*** Opening Material for this exercise ***
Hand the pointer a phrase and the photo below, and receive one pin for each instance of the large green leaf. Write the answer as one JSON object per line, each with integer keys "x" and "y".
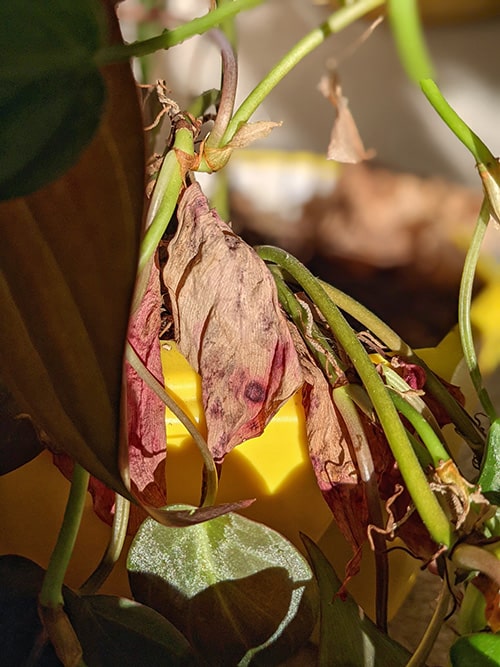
{"x": 240, "y": 592}
{"x": 51, "y": 93}
{"x": 478, "y": 650}
{"x": 68, "y": 258}
{"x": 112, "y": 631}
{"x": 347, "y": 636}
*** Closing Material for this exercise ***
- Work to complete
All of the entries above should be copied exactly, except for the pictures.

- Answer space
Hand the pointer a phrase and the photo below, and receive one pin for each instance of the large green leaf. Write the answer as one JSON object per line, each with integer keys "x" and "y".
{"x": 240, "y": 592}
{"x": 51, "y": 93}
{"x": 478, "y": 650}
{"x": 68, "y": 258}
{"x": 112, "y": 631}
{"x": 347, "y": 636}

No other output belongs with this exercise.